### INSTRUCTIONS FOR THE TASK
Every line of the data below that holds the string "water" needs to be reported.

### RECORDS SUPPLIED

* * * * * * *

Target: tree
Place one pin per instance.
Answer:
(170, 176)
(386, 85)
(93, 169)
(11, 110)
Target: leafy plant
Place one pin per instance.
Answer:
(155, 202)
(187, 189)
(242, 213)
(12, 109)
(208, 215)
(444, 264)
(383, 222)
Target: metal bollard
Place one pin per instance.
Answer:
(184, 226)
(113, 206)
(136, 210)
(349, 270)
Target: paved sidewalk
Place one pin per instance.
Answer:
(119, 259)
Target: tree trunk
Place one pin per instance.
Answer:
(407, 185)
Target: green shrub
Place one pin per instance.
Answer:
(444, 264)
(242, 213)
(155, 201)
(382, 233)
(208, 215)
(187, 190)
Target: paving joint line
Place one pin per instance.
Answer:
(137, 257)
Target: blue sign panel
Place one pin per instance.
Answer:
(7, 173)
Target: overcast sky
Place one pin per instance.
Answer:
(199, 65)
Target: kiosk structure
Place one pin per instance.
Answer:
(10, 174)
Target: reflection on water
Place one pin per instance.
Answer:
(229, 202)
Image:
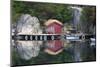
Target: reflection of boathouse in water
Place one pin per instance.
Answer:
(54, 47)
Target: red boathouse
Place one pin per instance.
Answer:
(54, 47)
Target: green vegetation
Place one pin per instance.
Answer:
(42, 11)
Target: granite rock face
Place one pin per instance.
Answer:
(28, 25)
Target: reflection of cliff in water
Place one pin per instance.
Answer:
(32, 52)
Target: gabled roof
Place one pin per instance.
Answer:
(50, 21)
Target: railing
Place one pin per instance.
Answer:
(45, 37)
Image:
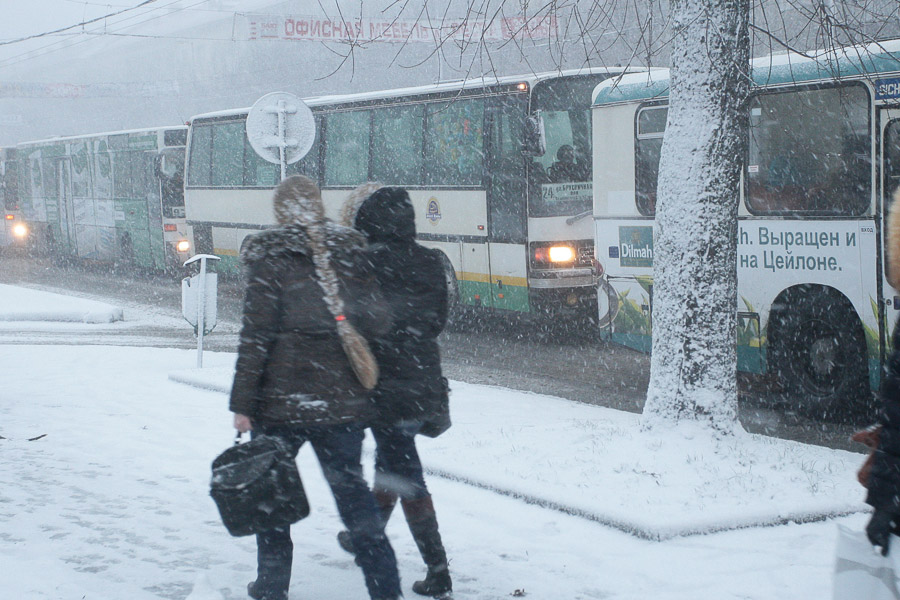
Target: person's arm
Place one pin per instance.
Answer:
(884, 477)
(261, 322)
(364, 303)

* * * * * * *

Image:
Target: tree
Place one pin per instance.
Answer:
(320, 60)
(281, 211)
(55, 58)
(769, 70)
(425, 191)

* * * * * * *

### RESPONSE BOX
Target: reflection on water
Target: reflection of boathouse in water
Target: reflection of cliff in water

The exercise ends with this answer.